▶ _Instructions for the task_:
Copy each line of the data that contains the string "grey". Match case exactly.

▶ _Provided material_:
_ _ _ _ _ _ _

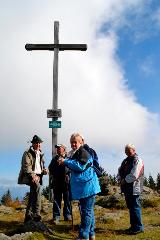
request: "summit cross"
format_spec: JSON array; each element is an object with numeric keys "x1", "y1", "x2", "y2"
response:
[{"x1": 25, "y1": 21, "x2": 87, "y2": 157}]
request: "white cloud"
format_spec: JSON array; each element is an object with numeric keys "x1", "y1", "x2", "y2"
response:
[{"x1": 0, "y1": 0, "x2": 159, "y2": 178}]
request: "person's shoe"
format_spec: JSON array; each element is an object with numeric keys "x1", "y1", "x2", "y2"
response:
[
  {"x1": 89, "y1": 236, "x2": 96, "y2": 240},
  {"x1": 53, "y1": 218, "x2": 59, "y2": 225},
  {"x1": 76, "y1": 238, "x2": 89, "y2": 240},
  {"x1": 33, "y1": 214, "x2": 42, "y2": 222},
  {"x1": 129, "y1": 229, "x2": 144, "y2": 235},
  {"x1": 64, "y1": 215, "x2": 72, "y2": 221},
  {"x1": 24, "y1": 215, "x2": 32, "y2": 223}
]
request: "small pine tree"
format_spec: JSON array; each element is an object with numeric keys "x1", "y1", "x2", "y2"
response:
[
  {"x1": 42, "y1": 186, "x2": 49, "y2": 200},
  {"x1": 156, "y1": 173, "x2": 160, "y2": 191},
  {"x1": 148, "y1": 175, "x2": 156, "y2": 190},
  {"x1": 1, "y1": 189, "x2": 12, "y2": 206},
  {"x1": 143, "y1": 176, "x2": 149, "y2": 187}
]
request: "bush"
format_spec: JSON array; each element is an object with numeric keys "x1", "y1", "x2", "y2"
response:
[
  {"x1": 141, "y1": 196, "x2": 160, "y2": 208},
  {"x1": 96, "y1": 194, "x2": 126, "y2": 209}
]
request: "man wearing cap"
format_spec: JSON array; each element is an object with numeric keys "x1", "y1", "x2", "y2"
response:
[
  {"x1": 48, "y1": 144, "x2": 72, "y2": 224},
  {"x1": 18, "y1": 135, "x2": 47, "y2": 222},
  {"x1": 117, "y1": 143, "x2": 144, "y2": 234}
]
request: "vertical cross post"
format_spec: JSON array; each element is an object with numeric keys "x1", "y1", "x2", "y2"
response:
[
  {"x1": 52, "y1": 21, "x2": 59, "y2": 158},
  {"x1": 25, "y1": 21, "x2": 87, "y2": 200}
]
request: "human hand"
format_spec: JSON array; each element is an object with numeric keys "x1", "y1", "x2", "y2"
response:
[
  {"x1": 32, "y1": 175, "x2": 40, "y2": 184},
  {"x1": 43, "y1": 168, "x2": 49, "y2": 175},
  {"x1": 120, "y1": 179, "x2": 126, "y2": 185},
  {"x1": 57, "y1": 157, "x2": 64, "y2": 165}
]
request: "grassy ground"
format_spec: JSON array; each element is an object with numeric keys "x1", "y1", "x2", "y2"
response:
[{"x1": 0, "y1": 204, "x2": 160, "y2": 240}]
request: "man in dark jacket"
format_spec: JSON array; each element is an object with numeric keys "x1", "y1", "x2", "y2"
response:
[
  {"x1": 18, "y1": 135, "x2": 47, "y2": 222},
  {"x1": 118, "y1": 144, "x2": 144, "y2": 234},
  {"x1": 48, "y1": 144, "x2": 72, "y2": 224}
]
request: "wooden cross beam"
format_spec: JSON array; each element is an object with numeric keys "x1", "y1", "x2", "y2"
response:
[{"x1": 25, "y1": 21, "x2": 87, "y2": 157}]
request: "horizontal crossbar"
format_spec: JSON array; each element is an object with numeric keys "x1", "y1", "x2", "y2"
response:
[{"x1": 25, "y1": 44, "x2": 87, "y2": 51}]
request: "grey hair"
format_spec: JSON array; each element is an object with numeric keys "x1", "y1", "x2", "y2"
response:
[
  {"x1": 70, "y1": 133, "x2": 84, "y2": 141},
  {"x1": 125, "y1": 143, "x2": 136, "y2": 150}
]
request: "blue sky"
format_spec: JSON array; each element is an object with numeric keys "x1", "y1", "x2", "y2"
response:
[{"x1": 0, "y1": 0, "x2": 160, "y2": 189}]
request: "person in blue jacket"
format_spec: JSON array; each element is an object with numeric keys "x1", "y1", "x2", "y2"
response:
[
  {"x1": 48, "y1": 144, "x2": 72, "y2": 225},
  {"x1": 59, "y1": 133, "x2": 100, "y2": 240}
]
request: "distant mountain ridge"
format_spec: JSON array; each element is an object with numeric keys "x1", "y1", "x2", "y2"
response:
[{"x1": 0, "y1": 185, "x2": 29, "y2": 200}]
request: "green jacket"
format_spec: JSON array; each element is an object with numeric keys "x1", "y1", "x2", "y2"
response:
[{"x1": 18, "y1": 147, "x2": 45, "y2": 185}]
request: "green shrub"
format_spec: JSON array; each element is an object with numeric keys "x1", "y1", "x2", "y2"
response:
[{"x1": 141, "y1": 196, "x2": 160, "y2": 208}]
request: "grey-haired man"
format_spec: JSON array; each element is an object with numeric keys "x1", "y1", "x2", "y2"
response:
[{"x1": 18, "y1": 135, "x2": 47, "y2": 222}]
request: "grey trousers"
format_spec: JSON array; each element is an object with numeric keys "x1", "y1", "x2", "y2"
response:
[{"x1": 25, "y1": 183, "x2": 41, "y2": 217}]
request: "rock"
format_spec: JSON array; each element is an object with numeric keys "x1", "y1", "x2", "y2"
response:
[
  {"x1": 24, "y1": 220, "x2": 53, "y2": 234},
  {"x1": 0, "y1": 205, "x2": 14, "y2": 214}
]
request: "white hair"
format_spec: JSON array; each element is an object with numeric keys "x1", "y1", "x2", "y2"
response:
[
  {"x1": 125, "y1": 143, "x2": 136, "y2": 150},
  {"x1": 70, "y1": 133, "x2": 84, "y2": 141}
]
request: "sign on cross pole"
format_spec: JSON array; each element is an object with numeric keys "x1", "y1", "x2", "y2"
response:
[
  {"x1": 25, "y1": 21, "x2": 87, "y2": 157},
  {"x1": 25, "y1": 21, "x2": 87, "y2": 200}
]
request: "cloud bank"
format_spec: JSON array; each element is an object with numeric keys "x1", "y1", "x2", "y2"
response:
[{"x1": 0, "y1": 0, "x2": 160, "y2": 176}]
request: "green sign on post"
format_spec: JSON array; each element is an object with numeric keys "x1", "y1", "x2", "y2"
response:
[{"x1": 49, "y1": 121, "x2": 61, "y2": 128}]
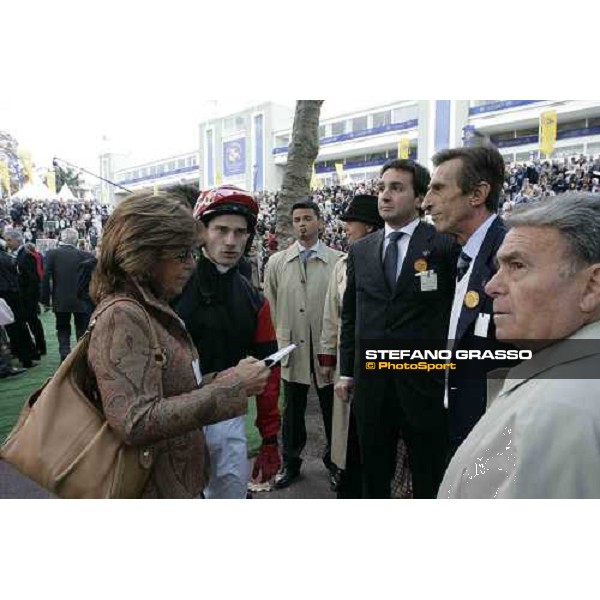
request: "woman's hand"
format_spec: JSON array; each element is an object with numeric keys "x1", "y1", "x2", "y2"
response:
[{"x1": 231, "y1": 356, "x2": 271, "y2": 396}]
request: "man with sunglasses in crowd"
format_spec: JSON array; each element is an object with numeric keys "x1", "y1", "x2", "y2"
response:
[{"x1": 176, "y1": 185, "x2": 281, "y2": 499}]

_ _ _ _ _ _ _

▶ _Solved problem_:
request: "grey hair"
request: "grey-haired man"
request: "grey trousers"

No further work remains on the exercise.